What you need to do
In the entries below, every line with the string "target" is to be reported.

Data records
──────
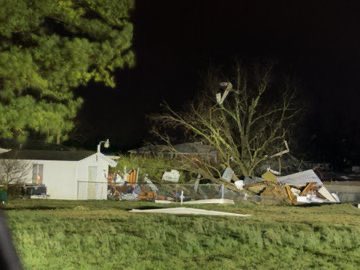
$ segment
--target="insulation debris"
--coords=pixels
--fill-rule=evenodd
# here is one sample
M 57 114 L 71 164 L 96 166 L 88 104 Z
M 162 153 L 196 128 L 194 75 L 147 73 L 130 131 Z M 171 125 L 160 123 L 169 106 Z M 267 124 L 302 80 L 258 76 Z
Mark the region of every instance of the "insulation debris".
M 234 216 L 234 217 L 250 217 L 251 215 L 236 214 L 221 211 L 211 211 L 196 208 L 160 208 L 160 209 L 132 209 L 131 213 L 153 213 L 153 214 L 175 214 L 175 215 L 207 215 L 207 216 Z
M 262 176 L 261 176 L 262 179 L 266 180 L 266 181 L 270 181 L 270 182 L 276 182 L 276 175 L 273 174 L 272 172 L 270 171 L 266 171 Z

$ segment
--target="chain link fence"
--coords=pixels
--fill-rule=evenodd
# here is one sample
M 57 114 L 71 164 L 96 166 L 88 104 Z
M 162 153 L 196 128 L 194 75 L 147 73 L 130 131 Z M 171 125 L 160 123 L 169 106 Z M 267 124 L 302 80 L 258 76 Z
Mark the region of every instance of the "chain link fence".
M 246 200 L 249 196 L 243 191 L 232 191 L 220 184 L 123 184 L 109 185 L 108 199 L 180 202 L 182 200 L 231 199 Z M 254 199 L 254 198 L 253 198 Z
M 107 183 L 78 181 L 78 200 L 105 200 L 107 198 Z

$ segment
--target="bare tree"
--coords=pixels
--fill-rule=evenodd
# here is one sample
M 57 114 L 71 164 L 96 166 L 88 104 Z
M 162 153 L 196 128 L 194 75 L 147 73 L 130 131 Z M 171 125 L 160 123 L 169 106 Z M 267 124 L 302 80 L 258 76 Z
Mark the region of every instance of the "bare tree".
M 216 149 L 218 163 L 185 156 L 184 169 L 210 179 L 220 178 L 226 167 L 238 175 L 254 175 L 261 164 L 288 151 L 285 140 L 297 112 L 294 90 L 285 84 L 281 91 L 274 91 L 271 71 L 265 67 L 248 73 L 237 65 L 235 76 L 226 82 L 210 73 L 206 90 L 187 110 L 177 112 L 165 105 L 164 114 L 151 117 L 155 120 L 154 133 L 169 147 L 172 141 L 168 131 L 175 129 Z M 219 88 L 222 92 L 216 93 Z
M 0 160 L 0 184 L 7 189 L 11 184 L 25 182 L 30 170 L 30 164 L 23 160 L 1 159 Z

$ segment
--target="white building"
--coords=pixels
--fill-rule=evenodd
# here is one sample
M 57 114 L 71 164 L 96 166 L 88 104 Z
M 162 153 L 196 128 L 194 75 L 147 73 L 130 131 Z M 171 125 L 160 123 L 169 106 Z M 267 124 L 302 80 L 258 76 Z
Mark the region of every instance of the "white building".
M 91 151 L 11 150 L 0 159 L 28 163 L 26 183 L 44 184 L 50 199 L 61 200 L 106 200 L 109 166 L 116 166 Z

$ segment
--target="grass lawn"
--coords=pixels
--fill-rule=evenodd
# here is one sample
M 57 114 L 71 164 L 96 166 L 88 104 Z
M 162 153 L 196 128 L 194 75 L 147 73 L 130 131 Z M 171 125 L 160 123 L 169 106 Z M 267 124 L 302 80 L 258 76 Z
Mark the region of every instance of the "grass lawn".
M 201 206 L 250 218 L 127 212 L 139 207 L 168 206 L 16 200 L 6 214 L 25 269 L 359 269 L 350 204 Z

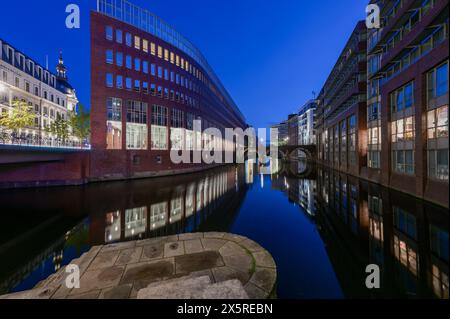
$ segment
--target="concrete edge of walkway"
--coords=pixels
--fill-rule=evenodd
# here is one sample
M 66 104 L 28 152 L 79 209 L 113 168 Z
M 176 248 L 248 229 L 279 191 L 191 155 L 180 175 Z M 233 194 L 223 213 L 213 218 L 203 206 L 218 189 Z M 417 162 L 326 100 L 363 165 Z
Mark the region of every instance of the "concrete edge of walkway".
M 185 249 L 185 245 L 189 247 L 197 242 L 201 243 L 198 250 L 188 252 L 188 249 Z M 160 247 L 163 247 L 164 252 L 159 256 L 150 259 L 144 258 L 143 250 L 151 249 L 153 251 L 155 249 L 161 249 Z M 179 252 L 180 247 L 183 247 L 181 252 Z M 172 248 L 174 249 L 172 250 Z M 120 259 L 118 256 L 130 254 L 130 251 L 133 252 L 134 249 L 139 249 L 141 252 L 140 257 L 134 259 L 132 262 L 122 263 L 118 267 L 118 259 Z M 195 258 L 202 257 L 200 256 L 201 254 L 212 252 L 218 256 L 220 265 L 215 264 L 211 268 L 199 269 L 200 271 L 194 269 L 195 271 L 192 271 L 192 273 L 178 272 L 177 269 L 183 266 L 186 269 L 191 269 L 192 267 L 189 267 L 189 263 L 192 263 Z M 105 256 L 108 256 L 108 254 L 115 256 L 115 259 L 105 259 Z M 245 254 L 250 258 L 245 258 Z M 124 283 L 125 277 L 130 278 L 133 275 L 131 273 L 133 267 L 150 267 L 155 262 L 164 261 L 170 261 L 173 264 L 173 273 L 170 276 L 158 278 L 155 281 L 163 282 L 180 277 L 181 275 L 198 277 L 208 272 L 213 281 L 217 283 L 230 279 L 239 279 L 250 299 L 275 298 L 277 268 L 273 257 L 266 249 L 244 236 L 222 232 L 208 232 L 186 233 L 94 246 L 80 258 L 74 259 L 71 262 L 71 265 L 76 265 L 79 268 L 81 288 L 83 288 L 83 284 L 89 284 L 92 285 L 92 290 L 86 288 L 80 291 L 80 293 L 77 293 L 77 289 L 67 288 L 65 281 L 69 273 L 66 273 L 66 269 L 68 269 L 66 266 L 38 283 L 33 289 L 0 296 L 0 299 L 121 299 L 124 295 L 114 292 L 116 290 L 123 290 L 123 284 L 130 282 L 130 285 L 134 284 L 137 279 Z M 197 266 L 202 267 L 201 264 Z M 114 269 L 117 272 L 114 275 L 115 278 L 112 278 L 108 283 L 101 283 L 96 286 L 95 280 L 97 277 L 93 277 L 94 272 L 111 272 L 112 267 L 115 267 Z M 120 271 L 118 271 L 119 268 Z M 148 268 L 148 271 L 150 272 L 151 269 Z M 240 274 L 240 276 L 237 276 L 237 274 Z M 98 275 L 98 277 L 101 277 L 101 275 Z M 93 281 L 94 283 L 92 283 Z M 133 287 L 133 289 L 136 290 L 138 288 Z M 130 292 L 128 298 L 136 298 L 137 292 Z

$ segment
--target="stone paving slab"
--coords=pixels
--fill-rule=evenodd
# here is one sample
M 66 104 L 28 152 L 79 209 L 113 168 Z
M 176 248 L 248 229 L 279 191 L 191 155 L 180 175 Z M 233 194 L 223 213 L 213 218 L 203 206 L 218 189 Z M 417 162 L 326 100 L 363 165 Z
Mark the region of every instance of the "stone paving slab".
M 32 290 L 0 299 L 135 299 L 144 296 L 143 289 L 170 286 L 182 278 L 192 284 L 196 278 L 208 279 L 202 293 L 183 292 L 189 298 L 267 299 L 277 280 L 269 252 L 246 237 L 219 232 L 96 246 L 72 264 L 80 268 L 79 289 L 66 288 L 62 268 Z M 162 298 L 177 296 L 166 293 Z

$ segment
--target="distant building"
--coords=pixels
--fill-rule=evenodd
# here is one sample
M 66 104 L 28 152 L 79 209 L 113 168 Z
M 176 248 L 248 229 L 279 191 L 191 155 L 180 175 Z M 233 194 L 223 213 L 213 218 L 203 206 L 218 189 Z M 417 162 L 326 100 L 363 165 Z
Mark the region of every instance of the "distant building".
M 46 133 L 45 128 L 58 118 L 68 119 L 78 104 L 62 54 L 56 71 L 47 70 L 0 39 L 0 114 L 10 112 L 15 101 L 27 103 L 36 116 L 34 125 L 21 129 L 18 138 L 31 144 L 45 139 L 51 145 L 55 137 Z
M 316 144 L 316 111 L 317 100 L 310 100 L 300 108 L 298 113 L 298 145 Z
M 288 145 L 298 145 L 299 133 L 299 116 L 298 114 L 291 114 L 288 117 Z
M 289 140 L 289 130 L 287 121 L 273 125 L 272 129 L 278 130 L 278 145 L 286 145 Z

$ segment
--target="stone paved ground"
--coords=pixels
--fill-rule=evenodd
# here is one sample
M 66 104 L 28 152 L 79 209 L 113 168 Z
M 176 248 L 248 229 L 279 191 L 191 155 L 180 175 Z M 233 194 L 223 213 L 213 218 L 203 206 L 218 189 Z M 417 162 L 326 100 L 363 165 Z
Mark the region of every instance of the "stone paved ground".
M 186 276 L 212 283 L 237 279 L 250 299 L 275 290 L 272 256 L 256 242 L 227 233 L 192 233 L 93 247 L 72 262 L 80 268 L 80 289 L 65 286 L 65 268 L 33 290 L 1 298 L 128 299 L 150 284 Z

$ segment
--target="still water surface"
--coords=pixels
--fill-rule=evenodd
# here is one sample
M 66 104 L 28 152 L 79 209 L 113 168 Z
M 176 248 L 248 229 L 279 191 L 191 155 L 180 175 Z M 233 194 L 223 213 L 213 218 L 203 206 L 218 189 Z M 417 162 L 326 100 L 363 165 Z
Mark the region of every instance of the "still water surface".
M 265 247 L 279 298 L 448 298 L 448 210 L 304 164 L 250 164 L 0 193 L 0 293 L 34 287 L 91 246 L 225 231 Z M 381 267 L 382 288 L 365 287 Z

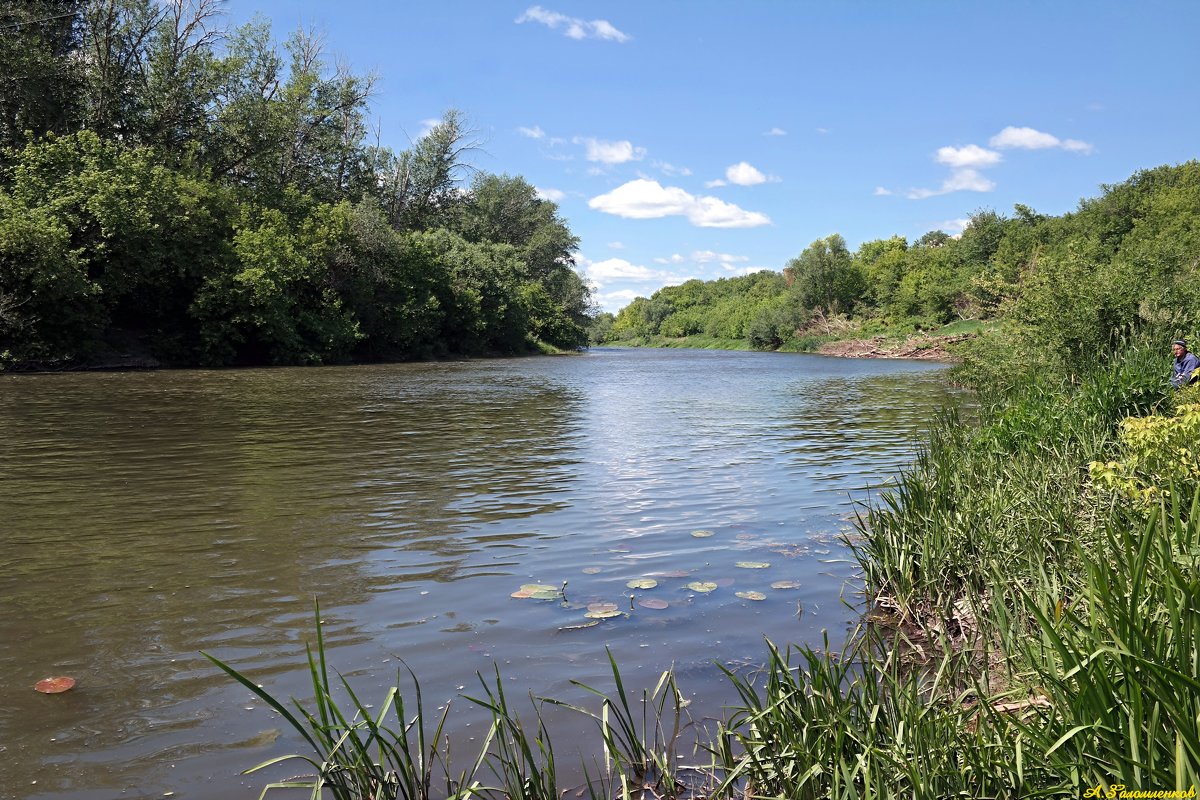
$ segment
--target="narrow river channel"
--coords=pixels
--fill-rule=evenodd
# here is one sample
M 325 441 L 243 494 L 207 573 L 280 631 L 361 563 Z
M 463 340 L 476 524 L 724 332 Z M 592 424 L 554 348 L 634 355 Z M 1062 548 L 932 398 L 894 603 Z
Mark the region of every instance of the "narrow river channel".
M 953 395 L 929 364 L 688 350 L 0 376 L 0 796 L 257 797 L 239 771 L 300 742 L 201 651 L 306 697 L 314 598 L 368 701 L 400 659 L 431 706 L 494 663 L 510 701 L 583 701 L 607 646 L 717 716 L 714 659 L 844 638 L 839 534 Z M 630 594 L 666 608 L 560 630 Z M 32 690 L 50 675 L 78 685 Z M 578 764 L 595 737 L 561 724 Z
──────
Task result
--target="insulation debris"
--target="chain link fence"
--target="bare tree"
--target="white building"
--target="grass lawn"
--target="concrete edge of walkway"
--target="stone paving slab"
--target="distant building"
--target="stone paved ground"
--target="still water surface"
--target="narrow river channel"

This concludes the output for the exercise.